**WHAT NEEDS TO BE DONE:** Whenever the word "helmet" turns up in a line of the data below, copy that line.

-------- THE DATA --------

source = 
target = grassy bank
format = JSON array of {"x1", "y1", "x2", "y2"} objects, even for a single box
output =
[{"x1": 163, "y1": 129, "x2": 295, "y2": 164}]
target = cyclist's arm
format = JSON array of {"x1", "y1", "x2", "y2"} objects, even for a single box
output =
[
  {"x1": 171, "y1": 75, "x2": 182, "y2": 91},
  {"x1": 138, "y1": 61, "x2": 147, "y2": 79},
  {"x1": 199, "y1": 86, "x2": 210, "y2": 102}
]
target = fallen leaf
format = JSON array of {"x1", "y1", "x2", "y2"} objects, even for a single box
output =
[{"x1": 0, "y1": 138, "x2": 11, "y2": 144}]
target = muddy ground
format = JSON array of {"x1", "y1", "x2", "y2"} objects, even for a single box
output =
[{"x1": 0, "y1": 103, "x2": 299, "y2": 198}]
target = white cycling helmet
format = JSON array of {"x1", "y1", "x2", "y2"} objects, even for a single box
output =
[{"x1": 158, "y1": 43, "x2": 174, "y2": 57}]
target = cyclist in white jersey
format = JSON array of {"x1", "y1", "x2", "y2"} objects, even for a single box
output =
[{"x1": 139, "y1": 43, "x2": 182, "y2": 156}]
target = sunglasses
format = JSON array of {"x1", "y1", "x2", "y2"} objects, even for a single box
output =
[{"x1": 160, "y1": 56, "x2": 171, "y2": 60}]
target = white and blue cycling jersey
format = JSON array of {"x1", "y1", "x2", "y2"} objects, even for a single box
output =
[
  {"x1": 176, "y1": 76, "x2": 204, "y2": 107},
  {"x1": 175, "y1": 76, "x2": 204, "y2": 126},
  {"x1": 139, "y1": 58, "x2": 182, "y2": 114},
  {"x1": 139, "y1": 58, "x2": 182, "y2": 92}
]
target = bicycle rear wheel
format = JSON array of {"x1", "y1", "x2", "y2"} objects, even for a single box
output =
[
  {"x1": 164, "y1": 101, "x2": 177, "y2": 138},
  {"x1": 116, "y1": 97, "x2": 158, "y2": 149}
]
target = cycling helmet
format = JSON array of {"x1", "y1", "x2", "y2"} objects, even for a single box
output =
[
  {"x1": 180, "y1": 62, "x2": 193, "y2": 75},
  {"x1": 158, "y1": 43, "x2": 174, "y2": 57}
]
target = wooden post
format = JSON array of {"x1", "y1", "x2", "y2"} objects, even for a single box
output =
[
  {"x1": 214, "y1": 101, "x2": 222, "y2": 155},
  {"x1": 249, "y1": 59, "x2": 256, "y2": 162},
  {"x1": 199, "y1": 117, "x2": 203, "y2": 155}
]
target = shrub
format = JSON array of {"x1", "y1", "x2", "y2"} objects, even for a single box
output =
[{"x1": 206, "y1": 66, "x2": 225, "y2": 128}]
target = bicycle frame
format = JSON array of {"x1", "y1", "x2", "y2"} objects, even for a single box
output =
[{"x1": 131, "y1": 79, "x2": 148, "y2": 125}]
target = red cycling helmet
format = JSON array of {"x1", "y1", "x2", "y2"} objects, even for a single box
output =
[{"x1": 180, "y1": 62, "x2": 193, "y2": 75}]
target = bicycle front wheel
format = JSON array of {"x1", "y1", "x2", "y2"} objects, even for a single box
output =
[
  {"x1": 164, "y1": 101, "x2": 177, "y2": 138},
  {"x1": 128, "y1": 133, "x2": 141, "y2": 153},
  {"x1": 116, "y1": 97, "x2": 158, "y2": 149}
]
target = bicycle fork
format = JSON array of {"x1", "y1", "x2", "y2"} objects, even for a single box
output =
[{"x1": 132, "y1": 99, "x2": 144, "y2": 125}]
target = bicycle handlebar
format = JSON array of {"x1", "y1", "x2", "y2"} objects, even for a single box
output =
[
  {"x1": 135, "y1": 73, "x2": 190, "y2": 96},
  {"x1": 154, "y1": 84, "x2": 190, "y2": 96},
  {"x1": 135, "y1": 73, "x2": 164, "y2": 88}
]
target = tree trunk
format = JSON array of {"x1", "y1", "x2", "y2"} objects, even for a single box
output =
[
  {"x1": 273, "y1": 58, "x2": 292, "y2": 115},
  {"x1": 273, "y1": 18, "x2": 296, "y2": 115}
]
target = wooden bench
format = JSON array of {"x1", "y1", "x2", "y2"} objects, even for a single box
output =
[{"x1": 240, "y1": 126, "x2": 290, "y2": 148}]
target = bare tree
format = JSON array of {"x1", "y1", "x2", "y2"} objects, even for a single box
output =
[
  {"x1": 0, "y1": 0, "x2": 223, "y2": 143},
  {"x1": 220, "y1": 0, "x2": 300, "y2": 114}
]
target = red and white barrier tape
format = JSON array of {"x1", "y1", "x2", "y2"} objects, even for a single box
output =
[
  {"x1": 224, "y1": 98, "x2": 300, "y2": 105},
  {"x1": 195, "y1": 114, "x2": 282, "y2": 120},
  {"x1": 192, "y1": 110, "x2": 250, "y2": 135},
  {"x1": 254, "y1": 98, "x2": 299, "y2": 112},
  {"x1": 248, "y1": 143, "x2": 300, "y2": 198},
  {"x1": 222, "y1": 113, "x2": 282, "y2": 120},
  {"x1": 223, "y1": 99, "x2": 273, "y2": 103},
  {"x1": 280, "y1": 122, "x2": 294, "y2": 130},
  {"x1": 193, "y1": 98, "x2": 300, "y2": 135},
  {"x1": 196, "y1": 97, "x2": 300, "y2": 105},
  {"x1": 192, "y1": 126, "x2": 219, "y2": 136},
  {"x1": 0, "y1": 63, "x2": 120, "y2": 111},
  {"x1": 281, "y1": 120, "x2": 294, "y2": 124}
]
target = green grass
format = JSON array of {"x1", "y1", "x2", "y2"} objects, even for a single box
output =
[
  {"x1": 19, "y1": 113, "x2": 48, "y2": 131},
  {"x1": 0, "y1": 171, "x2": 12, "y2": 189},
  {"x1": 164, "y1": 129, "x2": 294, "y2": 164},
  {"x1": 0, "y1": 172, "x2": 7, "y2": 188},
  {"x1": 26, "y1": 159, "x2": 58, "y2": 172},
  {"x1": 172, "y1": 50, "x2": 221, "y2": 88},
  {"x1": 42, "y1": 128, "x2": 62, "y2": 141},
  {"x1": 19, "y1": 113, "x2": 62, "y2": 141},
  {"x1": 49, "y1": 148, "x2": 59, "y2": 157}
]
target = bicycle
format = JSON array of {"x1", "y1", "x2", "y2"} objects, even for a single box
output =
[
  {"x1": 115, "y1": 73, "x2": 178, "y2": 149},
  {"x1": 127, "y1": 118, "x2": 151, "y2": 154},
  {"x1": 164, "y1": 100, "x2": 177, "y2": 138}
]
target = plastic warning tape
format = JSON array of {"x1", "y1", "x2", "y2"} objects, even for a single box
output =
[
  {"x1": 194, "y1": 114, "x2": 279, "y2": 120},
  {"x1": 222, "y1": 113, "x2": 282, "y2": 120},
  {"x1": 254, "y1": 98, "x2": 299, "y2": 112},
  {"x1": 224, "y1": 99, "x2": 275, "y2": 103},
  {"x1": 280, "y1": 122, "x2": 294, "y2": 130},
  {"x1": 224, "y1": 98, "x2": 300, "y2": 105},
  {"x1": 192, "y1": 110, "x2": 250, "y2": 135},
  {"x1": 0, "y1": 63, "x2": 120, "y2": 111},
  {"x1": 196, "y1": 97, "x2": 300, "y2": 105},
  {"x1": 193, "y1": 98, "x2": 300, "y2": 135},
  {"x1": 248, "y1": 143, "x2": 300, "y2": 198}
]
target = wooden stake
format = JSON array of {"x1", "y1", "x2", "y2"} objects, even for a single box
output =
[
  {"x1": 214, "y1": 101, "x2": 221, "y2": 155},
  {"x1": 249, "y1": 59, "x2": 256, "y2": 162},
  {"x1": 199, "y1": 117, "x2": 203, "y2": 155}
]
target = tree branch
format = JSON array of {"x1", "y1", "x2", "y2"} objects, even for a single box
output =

--------

**THE ANSWER:**
target = white cycling helmet
target = cycling helmet
target = red cycling helmet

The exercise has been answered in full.